WHAT IS EXPECTED: Wherever "pavement" appears in the records below, copy the line that holds it.

[Dataset excerpts]
┄┄┄┄┄┄┄┄┄┄
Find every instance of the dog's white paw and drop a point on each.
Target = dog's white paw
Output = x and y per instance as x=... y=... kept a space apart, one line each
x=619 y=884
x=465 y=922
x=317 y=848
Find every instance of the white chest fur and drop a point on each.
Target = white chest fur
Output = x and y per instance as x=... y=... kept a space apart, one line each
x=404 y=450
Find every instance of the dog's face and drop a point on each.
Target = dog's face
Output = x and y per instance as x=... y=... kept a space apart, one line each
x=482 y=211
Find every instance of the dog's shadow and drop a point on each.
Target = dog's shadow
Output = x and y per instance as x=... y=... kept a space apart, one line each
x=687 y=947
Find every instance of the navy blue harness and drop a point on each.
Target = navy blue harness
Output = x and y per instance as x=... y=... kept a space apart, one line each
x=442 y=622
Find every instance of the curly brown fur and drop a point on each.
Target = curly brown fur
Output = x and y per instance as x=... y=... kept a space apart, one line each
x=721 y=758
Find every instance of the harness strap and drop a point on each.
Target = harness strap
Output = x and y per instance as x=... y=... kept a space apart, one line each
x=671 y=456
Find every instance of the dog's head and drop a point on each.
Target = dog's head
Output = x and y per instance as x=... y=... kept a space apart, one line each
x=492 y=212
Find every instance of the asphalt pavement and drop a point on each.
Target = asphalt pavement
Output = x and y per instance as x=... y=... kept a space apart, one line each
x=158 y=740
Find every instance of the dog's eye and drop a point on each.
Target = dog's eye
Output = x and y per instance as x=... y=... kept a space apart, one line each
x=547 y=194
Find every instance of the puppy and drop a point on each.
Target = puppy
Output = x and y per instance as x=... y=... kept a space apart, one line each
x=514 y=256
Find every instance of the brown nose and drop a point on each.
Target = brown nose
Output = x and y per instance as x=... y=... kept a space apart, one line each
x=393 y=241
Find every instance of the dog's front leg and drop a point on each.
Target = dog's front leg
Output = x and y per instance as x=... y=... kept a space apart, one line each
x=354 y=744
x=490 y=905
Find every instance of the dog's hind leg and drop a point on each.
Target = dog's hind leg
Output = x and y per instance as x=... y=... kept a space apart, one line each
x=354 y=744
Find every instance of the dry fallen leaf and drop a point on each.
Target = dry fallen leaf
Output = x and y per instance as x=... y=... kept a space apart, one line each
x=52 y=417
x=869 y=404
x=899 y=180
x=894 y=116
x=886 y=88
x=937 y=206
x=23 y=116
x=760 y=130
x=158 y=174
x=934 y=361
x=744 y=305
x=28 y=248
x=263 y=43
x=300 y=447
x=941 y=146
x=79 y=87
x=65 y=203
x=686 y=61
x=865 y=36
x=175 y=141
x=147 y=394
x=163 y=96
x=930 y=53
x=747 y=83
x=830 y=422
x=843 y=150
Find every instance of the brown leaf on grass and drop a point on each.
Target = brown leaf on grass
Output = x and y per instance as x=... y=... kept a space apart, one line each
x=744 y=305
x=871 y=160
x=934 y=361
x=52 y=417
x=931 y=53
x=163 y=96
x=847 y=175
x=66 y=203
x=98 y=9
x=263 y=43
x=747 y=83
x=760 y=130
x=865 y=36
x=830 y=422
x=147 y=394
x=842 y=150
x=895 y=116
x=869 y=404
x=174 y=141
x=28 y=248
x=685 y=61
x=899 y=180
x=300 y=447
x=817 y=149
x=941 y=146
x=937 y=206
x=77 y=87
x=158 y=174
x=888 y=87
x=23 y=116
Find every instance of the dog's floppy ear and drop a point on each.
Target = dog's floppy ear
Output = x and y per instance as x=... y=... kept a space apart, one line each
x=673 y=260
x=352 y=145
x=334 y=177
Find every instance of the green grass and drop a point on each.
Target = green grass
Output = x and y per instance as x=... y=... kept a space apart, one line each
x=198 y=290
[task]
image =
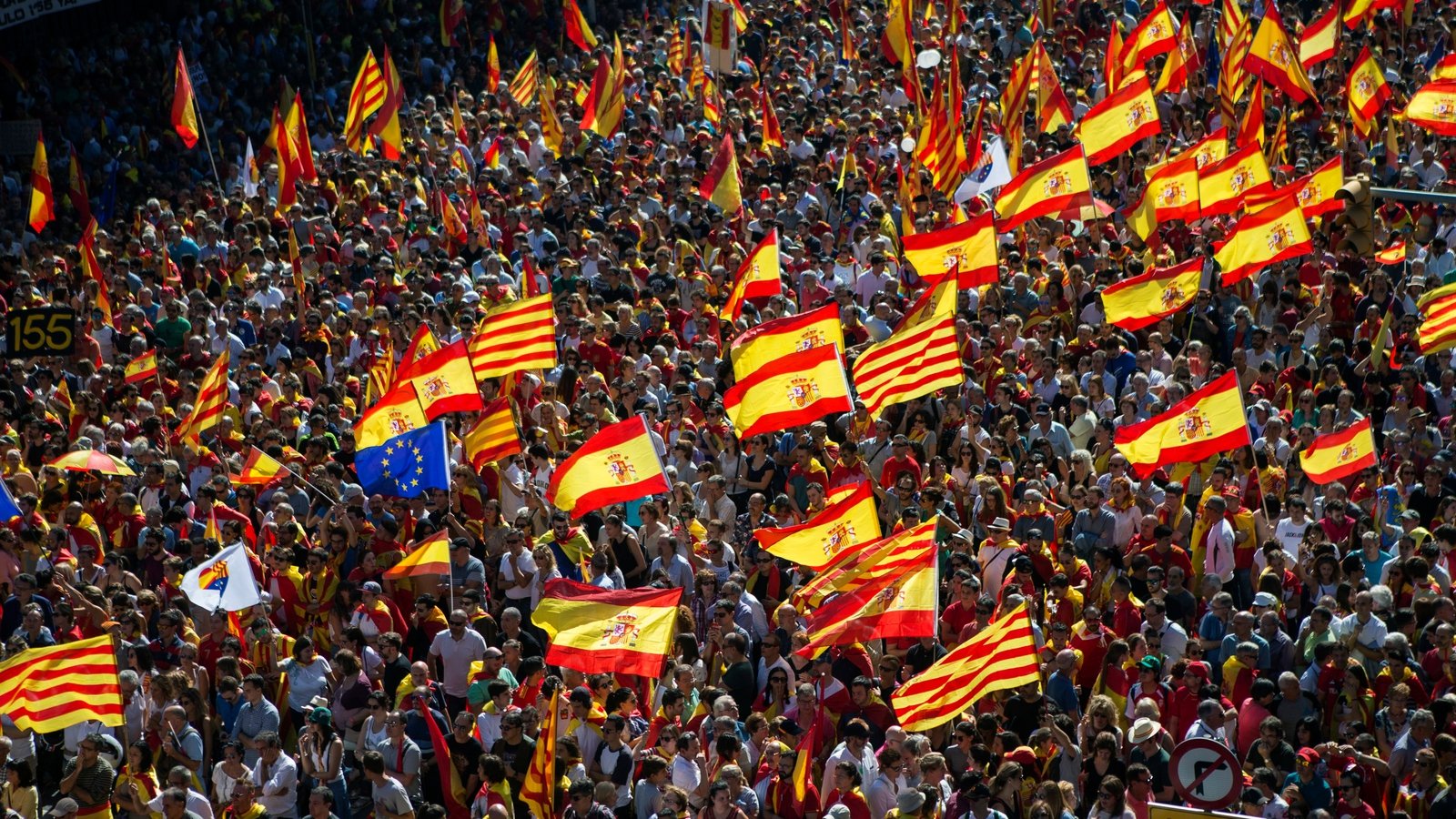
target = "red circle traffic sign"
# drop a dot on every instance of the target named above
(1206, 774)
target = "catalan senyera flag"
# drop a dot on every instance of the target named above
(863, 564)
(1276, 60)
(616, 465)
(143, 368)
(628, 632)
(1365, 86)
(897, 605)
(999, 658)
(398, 411)
(430, 555)
(769, 341)
(579, 29)
(1222, 187)
(259, 470)
(915, 360)
(1431, 106)
(1340, 455)
(494, 435)
(797, 389)
(1276, 234)
(757, 278)
(1145, 299)
(815, 542)
(43, 198)
(1118, 121)
(1208, 421)
(539, 785)
(720, 182)
(53, 688)
(211, 401)
(444, 380)
(1045, 188)
(184, 104)
(514, 337)
(1321, 38)
(968, 248)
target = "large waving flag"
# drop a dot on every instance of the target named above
(797, 389)
(772, 339)
(997, 658)
(1147, 299)
(407, 465)
(616, 465)
(1273, 235)
(514, 337)
(1045, 188)
(223, 581)
(757, 278)
(628, 632)
(1208, 421)
(968, 248)
(815, 542)
(1120, 121)
(53, 688)
(1336, 457)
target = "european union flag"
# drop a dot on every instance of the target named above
(408, 464)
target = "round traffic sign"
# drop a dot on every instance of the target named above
(1206, 774)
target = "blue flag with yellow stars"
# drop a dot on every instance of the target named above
(408, 464)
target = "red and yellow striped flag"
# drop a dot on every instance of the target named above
(1336, 457)
(211, 401)
(514, 337)
(47, 690)
(492, 436)
(997, 658)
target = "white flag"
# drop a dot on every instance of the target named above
(225, 581)
(992, 172)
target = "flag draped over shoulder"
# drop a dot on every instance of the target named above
(1208, 421)
(47, 690)
(628, 632)
(997, 658)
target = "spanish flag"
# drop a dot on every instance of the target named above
(757, 276)
(1222, 187)
(1046, 188)
(720, 182)
(398, 411)
(628, 632)
(1208, 421)
(47, 690)
(494, 435)
(43, 200)
(444, 380)
(797, 389)
(968, 248)
(893, 606)
(997, 658)
(427, 557)
(1273, 58)
(772, 339)
(815, 542)
(616, 465)
(1321, 38)
(184, 106)
(1336, 457)
(1276, 234)
(1433, 108)
(143, 368)
(1147, 299)
(259, 470)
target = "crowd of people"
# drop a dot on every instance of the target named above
(1309, 629)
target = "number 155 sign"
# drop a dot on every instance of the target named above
(47, 331)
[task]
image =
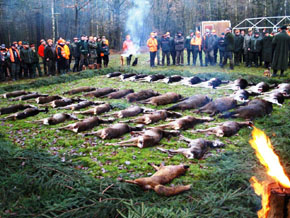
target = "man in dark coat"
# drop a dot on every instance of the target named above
(179, 48)
(27, 60)
(50, 57)
(222, 48)
(239, 40)
(229, 48)
(255, 47)
(188, 47)
(165, 46)
(281, 46)
(172, 48)
(267, 49)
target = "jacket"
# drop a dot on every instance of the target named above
(152, 44)
(179, 43)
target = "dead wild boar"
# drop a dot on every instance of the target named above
(100, 92)
(147, 138)
(115, 131)
(114, 74)
(164, 175)
(142, 95)
(48, 99)
(218, 106)
(14, 108)
(15, 94)
(154, 117)
(77, 106)
(196, 148)
(184, 123)
(255, 108)
(168, 98)
(29, 112)
(129, 112)
(86, 124)
(192, 102)
(28, 96)
(226, 129)
(80, 90)
(56, 119)
(96, 110)
(173, 79)
(119, 94)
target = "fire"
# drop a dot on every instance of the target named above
(264, 151)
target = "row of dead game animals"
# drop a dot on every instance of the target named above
(151, 136)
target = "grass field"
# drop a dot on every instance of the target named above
(46, 172)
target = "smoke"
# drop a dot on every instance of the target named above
(135, 21)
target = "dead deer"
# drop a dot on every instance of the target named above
(96, 110)
(80, 90)
(254, 108)
(115, 131)
(28, 96)
(114, 74)
(14, 108)
(218, 106)
(129, 112)
(147, 138)
(154, 117)
(77, 106)
(226, 129)
(119, 94)
(86, 124)
(100, 92)
(164, 99)
(196, 148)
(15, 94)
(192, 102)
(164, 175)
(184, 123)
(48, 99)
(29, 112)
(56, 119)
(142, 95)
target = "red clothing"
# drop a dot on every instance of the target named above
(128, 45)
(41, 50)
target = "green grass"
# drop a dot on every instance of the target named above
(58, 173)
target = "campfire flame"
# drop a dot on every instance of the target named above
(264, 151)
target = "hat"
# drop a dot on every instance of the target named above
(283, 27)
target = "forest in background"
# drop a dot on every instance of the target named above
(32, 20)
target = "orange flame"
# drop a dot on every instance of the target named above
(264, 151)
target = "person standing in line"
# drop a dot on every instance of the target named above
(281, 46)
(172, 48)
(152, 45)
(50, 57)
(128, 49)
(229, 48)
(165, 46)
(188, 46)
(14, 57)
(239, 41)
(179, 48)
(222, 48)
(196, 43)
(41, 54)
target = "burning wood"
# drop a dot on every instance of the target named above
(272, 204)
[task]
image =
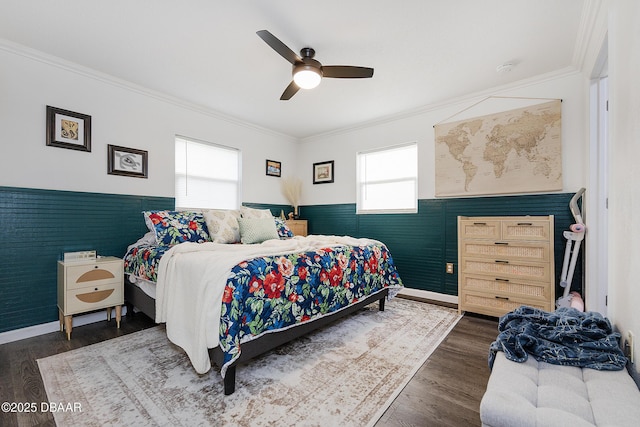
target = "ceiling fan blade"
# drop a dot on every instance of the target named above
(279, 47)
(346, 72)
(291, 90)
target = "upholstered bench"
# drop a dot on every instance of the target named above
(536, 393)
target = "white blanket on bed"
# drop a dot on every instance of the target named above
(192, 278)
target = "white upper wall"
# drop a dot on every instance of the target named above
(624, 149)
(343, 146)
(120, 115)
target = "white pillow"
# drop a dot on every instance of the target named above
(257, 230)
(252, 213)
(223, 225)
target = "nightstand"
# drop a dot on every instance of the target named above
(84, 287)
(298, 226)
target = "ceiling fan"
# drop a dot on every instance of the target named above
(307, 72)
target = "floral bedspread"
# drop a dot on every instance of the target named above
(270, 293)
(143, 260)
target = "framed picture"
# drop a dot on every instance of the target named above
(274, 168)
(127, 161)
(323, 172)
(66, 129)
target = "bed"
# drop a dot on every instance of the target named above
(231, 285)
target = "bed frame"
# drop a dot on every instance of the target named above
(135, 297)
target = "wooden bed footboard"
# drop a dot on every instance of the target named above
(135, 297)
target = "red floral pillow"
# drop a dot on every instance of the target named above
(174, 227)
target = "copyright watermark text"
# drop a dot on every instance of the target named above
(24, 407)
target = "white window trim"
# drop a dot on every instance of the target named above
(359, 184)
(225, 147)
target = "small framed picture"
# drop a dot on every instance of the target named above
(67, 129)
(127, 161)
(274, 168)
(323, 172)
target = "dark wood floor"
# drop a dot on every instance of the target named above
(446, 391)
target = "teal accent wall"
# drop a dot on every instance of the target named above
(38, 226)
(421, 244)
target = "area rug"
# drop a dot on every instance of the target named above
(345, 374)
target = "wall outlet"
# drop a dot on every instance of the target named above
(629, 346)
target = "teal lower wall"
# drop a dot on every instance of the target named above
(38, 226)
(421, 244)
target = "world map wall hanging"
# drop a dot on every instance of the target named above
(514, 151)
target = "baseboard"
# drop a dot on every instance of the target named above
(45, 328)
(98, 316)
(429, 295)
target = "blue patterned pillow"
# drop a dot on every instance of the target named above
(173, 227)
(283, 229)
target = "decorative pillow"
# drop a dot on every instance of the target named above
(283, 229)
(223, 225)
(172, 227)
(252, 213)
(257, 230)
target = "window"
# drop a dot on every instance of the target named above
(388, 180)
(207, 175)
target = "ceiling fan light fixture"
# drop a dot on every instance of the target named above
(306, 76)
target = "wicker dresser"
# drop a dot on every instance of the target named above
(505, 262)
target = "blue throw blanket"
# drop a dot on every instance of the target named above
(563, 337)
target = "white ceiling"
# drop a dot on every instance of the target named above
(207, 53)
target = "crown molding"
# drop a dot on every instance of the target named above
(54, 61)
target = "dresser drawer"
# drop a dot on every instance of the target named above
(507, 269)
(83, 275)
(523, 251)
(530, 291)
(496, 305)
(480, 229)
(92, 298)
(525, 230)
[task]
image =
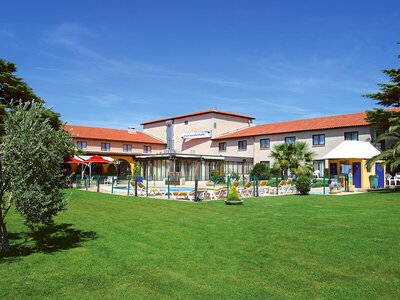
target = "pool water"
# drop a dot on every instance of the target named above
(171, 189)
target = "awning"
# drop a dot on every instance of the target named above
(352, 149)
(72, 160)
(98, 159)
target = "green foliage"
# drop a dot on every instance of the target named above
(233, 194)
(294, 156)
(390, 156)
(303, 184)
(136, 170)
(14, 91)
(217, 177)
(234, 176)
(261, 171)
(387, 122)
(31, 157)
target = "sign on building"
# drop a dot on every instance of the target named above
(196, 135)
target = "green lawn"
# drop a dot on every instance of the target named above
(109, 246)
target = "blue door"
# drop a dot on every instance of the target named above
(333, 168)
(380, 172)
(357, 175)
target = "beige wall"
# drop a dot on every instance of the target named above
(115, 146)
(333, 137)
(198, 123)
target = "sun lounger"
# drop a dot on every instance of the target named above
(187, 195)
(153, 191)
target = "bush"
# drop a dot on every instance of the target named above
(233, 194)
(261, 171)
(216, 176)
(235, 176)
(303, 184)
(112, 170)
(136, 171)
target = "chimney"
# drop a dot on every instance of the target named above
(132, 130)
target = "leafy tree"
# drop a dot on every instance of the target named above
(387, 122)
(31, 175)
(14, 91)
(136, 170)
(233, 194)
(303, 184)
(293, 156)
(391, 156)
(234, 176)
(261, 171)
(389, 97)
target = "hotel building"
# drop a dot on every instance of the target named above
(196, 143)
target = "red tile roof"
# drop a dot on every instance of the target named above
(338, 121)
(199, 113)
(97, 133)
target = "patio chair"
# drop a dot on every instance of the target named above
(217, 193)
(188, 195)
(108, 180)
(141, 191)
(246, 190)
(397, 178)
(390, 179)
(153, 191)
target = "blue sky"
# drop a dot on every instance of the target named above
(119, 63)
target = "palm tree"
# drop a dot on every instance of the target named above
(390, 156)
(293, 156)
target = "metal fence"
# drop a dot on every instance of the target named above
(253, 187)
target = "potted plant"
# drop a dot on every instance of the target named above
(233, 198)
(335, 187)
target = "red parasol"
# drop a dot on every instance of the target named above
(98, 159)
(71, 160)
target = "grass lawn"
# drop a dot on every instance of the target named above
(107, 246)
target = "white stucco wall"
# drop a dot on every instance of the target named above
(198, 123)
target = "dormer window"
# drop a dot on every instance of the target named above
(82, 145)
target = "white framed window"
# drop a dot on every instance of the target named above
┄┄┄┄┄┄┄┄┄┄
OUTPUT:
Find every instance of the asphalt pavement and drop a point on each.
Target = asphalt pavement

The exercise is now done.